W11 Lab Assignment

Dimension reduction with manifold learning; Basemap


In [1]:
import matplotlib.pyplot as plt 
import numpy as np
from sklearn import manifold
from sklearn.datasets import load_digits
import seaborn as sns
from sklearn.decomposition import PCA

%matplotlib inline

Visualizing the Digits dataset

Load the digits data. This is a classic dataset of images of handwritten digits. It contains 1797 images with (8*8=64) pixels each.


In [2]:
digits = load_digits()
digits.data.shape


Out[2]:
(1797, 64)

digits.data stores the images:


In [3]:
digits.data[0]


Out[3]:
array([  0.,   0.,   5.,  13.,   9.,   1.,   0.,   0.,   0.,   0.,  13.,
        15.,  10.,  15.,   5.,   0.,   0.,   3.,  15.,   2.,   0.,  11.,
         8.,   0.,   0.,   4.,  12.,   0.,   0.,   8.,   8.,   0.,   0.,
         5.,   8.,   0.,   0.,   9.,   8.,   0.,   0.,   4.,  11.,   0.,
         1.,  12.,   7.,   0.,   0.,   2.,  14.,   5.,  10.,  12.,   0.,
         0.,   0.,   0.,   6.,  13.,  10.,   0.,   0.,   0.])

and digits.target is the classes (or labels) that the images belong to. There are 10 classes in total.


In [4]:
digits.target


Out[4]:
array([0, 1, 2, ..., 8, 9, 8])

We can display the first image.


In [5]:
image_shape = (8,8)
plt.imshow( digits.data[0].reshape(image_shape), cmap=plt.cm.gray, interpolation='gaussian' )


Out[5]:
<matplotlib.image.AxesImage at 0x16c8b733240>

To run t-SNE, we want to first reorder the data points according to the handwritten numbers. We can use np.vstack and np.hstack.


In [6]:
X = np.vstack([digits.data[digits.target==i]
               for i in range(10)])
y = np.hstack([digits.target[digits.target==i]
               for i in range(10)])

Then initialize a tsne model. For the meaning of the parameters see here.


In [7]:
tsne = manifold.TSNE(n_components=2, init='pca', random_state=0)

Fit the model on the data.


In [8]:
digits_proj = tsne.fit_transform(X)

- **Problem A**
Rescale everything in the entries from the first line down to the line containing "point(398, 307)", both ends included. Give back every line, requests too, with each coordinate in the answer points multiplied by 2.6 and rounded to a whole number (halves round up), and leave the requests and their sample points as they are.

- **Recorded data**
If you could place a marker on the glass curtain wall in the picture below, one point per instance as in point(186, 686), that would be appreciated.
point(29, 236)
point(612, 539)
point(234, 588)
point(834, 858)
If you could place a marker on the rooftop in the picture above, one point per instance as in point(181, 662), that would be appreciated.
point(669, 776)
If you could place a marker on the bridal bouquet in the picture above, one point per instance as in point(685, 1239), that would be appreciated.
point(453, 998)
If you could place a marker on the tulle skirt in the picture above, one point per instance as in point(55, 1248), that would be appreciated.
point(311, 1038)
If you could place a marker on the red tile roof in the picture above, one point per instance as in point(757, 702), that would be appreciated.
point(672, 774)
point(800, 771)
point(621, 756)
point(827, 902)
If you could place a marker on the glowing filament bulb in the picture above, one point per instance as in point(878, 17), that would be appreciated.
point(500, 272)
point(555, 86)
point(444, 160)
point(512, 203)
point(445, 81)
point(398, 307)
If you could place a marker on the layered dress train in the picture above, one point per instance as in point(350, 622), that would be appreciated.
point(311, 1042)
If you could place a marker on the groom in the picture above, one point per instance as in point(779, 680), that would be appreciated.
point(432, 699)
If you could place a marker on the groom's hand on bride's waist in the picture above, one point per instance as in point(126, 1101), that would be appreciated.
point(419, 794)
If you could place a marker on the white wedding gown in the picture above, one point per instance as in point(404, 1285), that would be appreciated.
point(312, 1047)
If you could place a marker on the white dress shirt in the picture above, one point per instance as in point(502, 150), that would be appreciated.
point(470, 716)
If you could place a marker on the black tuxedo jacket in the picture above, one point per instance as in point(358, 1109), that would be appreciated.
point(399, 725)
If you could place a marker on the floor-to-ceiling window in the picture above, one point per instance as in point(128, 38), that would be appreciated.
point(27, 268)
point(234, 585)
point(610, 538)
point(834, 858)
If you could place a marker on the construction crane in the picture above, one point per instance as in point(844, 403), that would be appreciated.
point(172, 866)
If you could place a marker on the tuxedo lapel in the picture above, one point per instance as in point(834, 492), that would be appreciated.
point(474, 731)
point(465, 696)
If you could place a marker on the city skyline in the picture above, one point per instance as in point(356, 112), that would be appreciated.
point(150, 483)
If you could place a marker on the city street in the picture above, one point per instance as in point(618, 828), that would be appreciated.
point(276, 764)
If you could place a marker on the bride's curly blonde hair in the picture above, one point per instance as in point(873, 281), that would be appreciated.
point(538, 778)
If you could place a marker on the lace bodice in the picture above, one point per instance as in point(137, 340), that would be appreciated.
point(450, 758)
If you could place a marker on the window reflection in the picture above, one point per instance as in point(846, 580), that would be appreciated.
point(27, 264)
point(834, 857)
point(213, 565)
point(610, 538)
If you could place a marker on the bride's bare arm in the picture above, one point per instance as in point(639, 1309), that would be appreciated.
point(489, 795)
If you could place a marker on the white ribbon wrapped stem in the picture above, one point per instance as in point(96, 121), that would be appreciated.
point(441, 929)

- **Problem B**
Answer these about the lab assignment on manifold learning, one per line:
(i) How many images does the digits dataset contain?
(ii) How many classes do the images belong to in total?
(iii) Which two NumPy functions are used to reorder the data points before running t-SNE?

- **Exercise output A**
If you could place a marker on the glass curtain wall in the picture below, one point per instance as in point(186, 686), that would be appreciated.
point(75, 614)
point(1591, 1401)
point(608, 1529)
point(2168, 2231)
If you could place a marker on the rooftop in the picture above, one point per instance as in point(181, 662), that would be appreciated.
point(1739, 2018)
If you could place a marker on the bridal bouquet in the picture above, one point per instance as in point(685, 1239), that would be appreciated.
point(1178, 2595)
If you could place a marker on the tulle skirt in the picture above, one point per instance as in point(55, 1248), that would be appreciated.
point(809, 2699)
If you could place a marker on the red tile roof in the picture above, one point per instance as in point(757, 702), that would be appreciated.
point(1747, 2012)
point(2080, 2005)
point(1615, 1966)
point(2150, 2345)
If you could place a marker on the glowing filament bulb in the picture above, one point per instance as in point(878, 17), that would be appreciated.
point(1300, 707)
point(1443, 224)
point(1154, 416)
point(1331, 528)
point(1157, 211)
point(1035, 798)

- **Exercise output B**
(i) 1797
(ii) 10
(iii) np.vstack and np.hstack